Data section:
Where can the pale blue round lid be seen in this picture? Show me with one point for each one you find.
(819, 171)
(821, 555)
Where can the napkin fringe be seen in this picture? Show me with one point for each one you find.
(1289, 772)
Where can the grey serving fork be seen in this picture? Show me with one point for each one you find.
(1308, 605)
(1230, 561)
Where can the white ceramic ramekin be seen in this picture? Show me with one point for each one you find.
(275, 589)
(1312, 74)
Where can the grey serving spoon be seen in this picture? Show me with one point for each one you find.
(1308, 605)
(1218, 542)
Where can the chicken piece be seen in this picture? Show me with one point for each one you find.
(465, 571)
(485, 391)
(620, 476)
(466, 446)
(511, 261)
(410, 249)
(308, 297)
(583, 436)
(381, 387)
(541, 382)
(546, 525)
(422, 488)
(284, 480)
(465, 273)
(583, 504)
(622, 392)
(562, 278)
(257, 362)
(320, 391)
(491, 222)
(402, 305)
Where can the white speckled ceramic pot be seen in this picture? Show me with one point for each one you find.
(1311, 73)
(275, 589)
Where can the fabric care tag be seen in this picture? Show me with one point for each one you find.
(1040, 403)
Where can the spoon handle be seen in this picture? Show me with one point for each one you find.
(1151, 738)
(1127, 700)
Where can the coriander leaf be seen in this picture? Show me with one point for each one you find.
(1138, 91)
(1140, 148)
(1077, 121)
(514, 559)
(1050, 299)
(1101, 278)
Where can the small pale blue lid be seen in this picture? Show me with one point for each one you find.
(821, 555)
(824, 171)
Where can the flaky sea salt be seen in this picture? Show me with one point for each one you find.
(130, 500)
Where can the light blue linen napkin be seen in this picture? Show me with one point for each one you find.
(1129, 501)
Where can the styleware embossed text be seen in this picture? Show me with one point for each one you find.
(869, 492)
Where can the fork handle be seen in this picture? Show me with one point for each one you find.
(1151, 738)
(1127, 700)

About this task: Return the whole listing, keeping each word as it stands.

Output for this task:
Where can the pale blue round lid be seen in this picture? Show me with one point for each one you find.
(819, 171)
(821, 555)
Where can the napkin fringe be seen in this picture? Show me with one point for each one you find.
(1289, 772)
Where can the grey serving fork be seen in this picture? Show me with one point for each one you find.
(1308, 605)
(1230, 561)
Where can the white ceramic ramekin be seen in this picture? Show me with one point for each one you find.
(275, 589)
(1312, 74)
Where can the grey serving spoon be seen in this picture? Show me with one point for each one you find.
(1308, 605)
(1218, 542)
Where can the chicken piece be seen in this picture? Show me with one point for each one you find.
(465, 571)
(485, 391)
(620, 476)
(466, 446)
(511, 261)
(410, 249)
(308, 297)
(583, 436)
(381, 387)
(541, 382)
(546, 525)
(422, 488)
(284, 480)
(465, 273)
(583, 504)
(622, 392)
(562, 278)
(257, 362)
(320, 391)
(491, 222)
(402, 305)
Where can the white speckled ceramic pot be seen in this picture? Show me with one point for each one you find.
(1311, 73)
(275, 589)
Where can the fabric care tag be seen in this picture? Show me with one point for each one you find.
(1040, 403)
Where can the spoon handle be seen in this picture? Show me with one point for each one you find.
(1151, 738)
(1127, 700)
Where can the coriander leaf be seen in this picture? Show me with one point for each one you find.
(1138, 91)
(1140, 148)
(1077, 121)
(514, 559)
(1050, 299)
(1101, 278)
Where can the small pale blue lid be seen in this picture? Show me with one point for each one you find.
(821, 555)
(824, 171)
Where can the flaky sea salt be seen in this picture? Show me with one point for each one you find.
(130, 500)
Where can the light blue linen napkin be seen in this picture? Show me with one point for each one you find.
(1129, 501)
Where can the styleware embossed text be seen in this picture? Show me with one point for each one you find.
(869, 492)
Where can the fork handle be seen in this picture? Show me with one point for each one you find.
(1151, 738)
(1127, 700)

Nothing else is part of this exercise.